## Point annotation listing:
○ ○ ○ ○
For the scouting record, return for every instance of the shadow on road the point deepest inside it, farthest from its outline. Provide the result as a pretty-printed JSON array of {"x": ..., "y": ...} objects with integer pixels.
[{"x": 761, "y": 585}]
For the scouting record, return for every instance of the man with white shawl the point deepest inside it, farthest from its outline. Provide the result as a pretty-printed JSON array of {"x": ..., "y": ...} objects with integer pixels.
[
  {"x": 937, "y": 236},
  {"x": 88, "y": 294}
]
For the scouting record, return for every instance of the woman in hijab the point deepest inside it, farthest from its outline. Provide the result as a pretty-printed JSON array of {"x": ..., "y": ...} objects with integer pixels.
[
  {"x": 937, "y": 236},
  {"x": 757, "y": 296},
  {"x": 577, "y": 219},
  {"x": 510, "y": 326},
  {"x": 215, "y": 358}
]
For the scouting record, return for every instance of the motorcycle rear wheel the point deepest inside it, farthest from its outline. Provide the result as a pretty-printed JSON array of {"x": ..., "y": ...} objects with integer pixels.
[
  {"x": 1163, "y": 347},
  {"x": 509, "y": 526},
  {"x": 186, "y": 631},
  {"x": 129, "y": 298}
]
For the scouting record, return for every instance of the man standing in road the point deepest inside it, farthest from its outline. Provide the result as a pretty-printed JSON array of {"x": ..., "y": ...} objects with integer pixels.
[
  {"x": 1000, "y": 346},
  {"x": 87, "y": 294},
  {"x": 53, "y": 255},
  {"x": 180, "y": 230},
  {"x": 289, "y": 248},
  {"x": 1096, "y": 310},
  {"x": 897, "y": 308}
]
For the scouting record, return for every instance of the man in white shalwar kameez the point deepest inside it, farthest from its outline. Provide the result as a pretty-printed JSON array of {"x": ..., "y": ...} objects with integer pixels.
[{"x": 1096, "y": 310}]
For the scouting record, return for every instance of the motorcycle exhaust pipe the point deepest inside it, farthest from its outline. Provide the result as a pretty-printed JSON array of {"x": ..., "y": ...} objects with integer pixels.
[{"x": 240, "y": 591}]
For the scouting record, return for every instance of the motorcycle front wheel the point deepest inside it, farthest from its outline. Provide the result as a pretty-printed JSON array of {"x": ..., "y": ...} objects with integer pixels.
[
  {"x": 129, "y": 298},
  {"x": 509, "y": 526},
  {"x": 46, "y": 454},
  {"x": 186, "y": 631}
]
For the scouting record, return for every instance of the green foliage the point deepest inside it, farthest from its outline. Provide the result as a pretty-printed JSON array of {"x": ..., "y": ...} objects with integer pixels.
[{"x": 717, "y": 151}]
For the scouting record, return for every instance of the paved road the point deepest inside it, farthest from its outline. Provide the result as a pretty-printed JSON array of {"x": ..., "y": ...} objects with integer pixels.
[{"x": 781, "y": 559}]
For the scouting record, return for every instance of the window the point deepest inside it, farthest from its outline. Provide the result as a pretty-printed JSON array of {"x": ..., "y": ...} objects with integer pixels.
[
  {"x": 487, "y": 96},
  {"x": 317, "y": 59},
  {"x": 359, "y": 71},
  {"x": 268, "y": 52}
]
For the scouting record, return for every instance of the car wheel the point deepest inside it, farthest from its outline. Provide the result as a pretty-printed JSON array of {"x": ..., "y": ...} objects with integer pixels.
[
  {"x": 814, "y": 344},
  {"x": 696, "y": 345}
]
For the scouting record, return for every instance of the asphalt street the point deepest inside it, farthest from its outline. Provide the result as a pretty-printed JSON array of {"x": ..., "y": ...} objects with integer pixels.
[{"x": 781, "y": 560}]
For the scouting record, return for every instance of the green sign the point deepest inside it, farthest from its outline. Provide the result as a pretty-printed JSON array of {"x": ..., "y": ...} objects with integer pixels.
○ ○ ○ ○
Turn every line of the listing above into a JSON list of strings, with one string per line and no blank lines.

[
  "For the scouting record, return for every instance of the shadow on road the point deepest inside it, farthest from its outline. Provide the result as a pretty-printed JSON array of {\"x\": ..., \"y\": ...} objects with integer pixels.",
  "[{\"x\": 761, \"y\": 585}]",
  "For the scouting record, return for every instance of the man with white shawl the point deepest inside it, farthest from its outline. Provide the result as a pretty-printed JSON array of {\"x\": ..., \"y\": ...} objects with integer pixels.",
  "[",
  "  {\"x\": 937, \"y\": 236},",
  "  {\"x\": 88, \"y\": 294}",
  "]",
  "For the scouting record, return for every instance of the woman in hijab the point deepest inside it, farthest from its outline. Provide the result as a pretty-printed JSON array of {\"x\": ..., \"y\": ...} objects with integer pixels.",
  "[",
  "  {\"x\": 937, \"y\": 236},",
  "  {\"x\": 757, \"y\": 296},",
  "  {\"x\": 577, \"y\": 219},",
  "  {\"x\": 510, \"y\": 326},",
  "  {\"x\": 215, \"y\": 358}",
  "]",
  "For the scouting record, return for every instance of the motorcycle rear wheel the point deepest inside it, farthest from its outline. Provide the result as a pretty-printed JSON array of {\"x\": ..., \"y\": ...} objects with integer pixels.",
  "[",
  "  {\"x\": 1163, \"y\": 347},",
  "  {\"x\": 509, \"y\": 526},",
  "  {\"x\": 186, \"y\": 631},",
  "  {\"x\": 129, \"y\": 298}",
  "]",
  "For the scouting record, return for every instance of the man standing in road the point deepest inside it, farthest from its outline. Provide the result as a pretty-printed JSON array of {\"x\": ..., \"y\": ...} objects with integer pixels.",
  "[",
  "  {\"x\": 1000, \"y\": 346},",
  "  {\"x\": 87, \"y\": 294},",
  "  {\"x\": 53, \"y\": 255},",
  "  {\"x\": 180, \"y\": 230},",
  "  {\"x\": 289, \"y\": 248},",
  "  {\"x\": 1096, \"y\": 310},",
  "  {\"x\": 897, \"y\": 308}",
  "]",
  "For the scouting record, return for every instance of the man in white shalwar kameez the point deepest inside it, farthest from its outline. Provide the result as a pretty-printed JSON array of {\"x\": ..., \"y\": ...} objects with integer pixels.",
  "[{\"x\": 1096, \"y\": 310}]",
  "For the scouting record, return for every instance of the motorcycle exhaust pipe the point deepest inside it, farthest from its outline. Provide the result as a pretty-printed JSON array of {\"x\": ..., \"y\": ...} objects with integer pixels.",
  "[{\"x\": 240, \"y\": 591}]",
  "For the scouting record, return for every instance of the motorcycle front wheel the point deepest inside it, farthest from its outline. Provide the result as a pretty-printed JSON array of {\"x\": ..., \"y\": ...} objects with integer pixels.",
  "[",
  "  {\"x\": 129, \"y\": 298},",
  "  {\"x\": 509, \"y\": 526},",
  "  {\"x\": 46, \"y\": 454},",
  "  {\"x\": 186, \"y\": 631}",
  "]",
  "For the scouting record, return for every instance of the green foliage the point deepest inside it, farthest from its outline. Provide the result as a pretty-printed JSON array of {\"x\": ..., \"y\": ...} objects with integer pixels.",
  "[{\"x\": 717, \"y\": 151}]",
  "For the scouting record, return for every instance of the paved road the point deepest inside it, farthest from its outline. Provide the result as a pretty-printed JSON array of {\"x\": ..., \"y\": ...} objects with integer pixels.",
  "[{\"x\": 781, \"y\": 559}]",
  "For the scouting record, return for every instance of the window the point deepest inside it, farthest from its outline. Provide the result as a pretty-printed JSON array of {\"x\": ..., \"y\": ...} objects with integer pixels.",
  "[",
  "  {\"x\": 487, \"y\": 96},",
  "  {\"x\": 317, \"y\": 59},",
  "  {\"x\": 359, \"y\": 71},",
  "  {\"x\": 268, \"y\": 52}",
  "]",
  "For the scouting record, return for every instance of the car wheel the point deepest inside it, farthest from its outline. Provide the result as a pretty-printed JSON array of {\"x\": ..., \"y\": ...} objects with integer pixels.",
  "[",
  "  {\"x\": 814, \"y\": 344},",
  "  {\"x\": 696, \"y\": 345}",
  "]",
  "For the scouting record, return for every instance of the asphalt street the point deepest inside it, farthest from its outline. Provide the result as a pretty-printed JSON array of {\"x\": ..., \"y\": ...} objects with integer pixels.",
  "[{\"x\": 781, \"y\": 560}]",
  "For the scouting record, return for every instance of the green sign the point deepest inside it, farthest from its outline. Provide the result as a pretty-printed JSON array of {\"x\": ..., \"y\": ...} objects with integer pixels."
]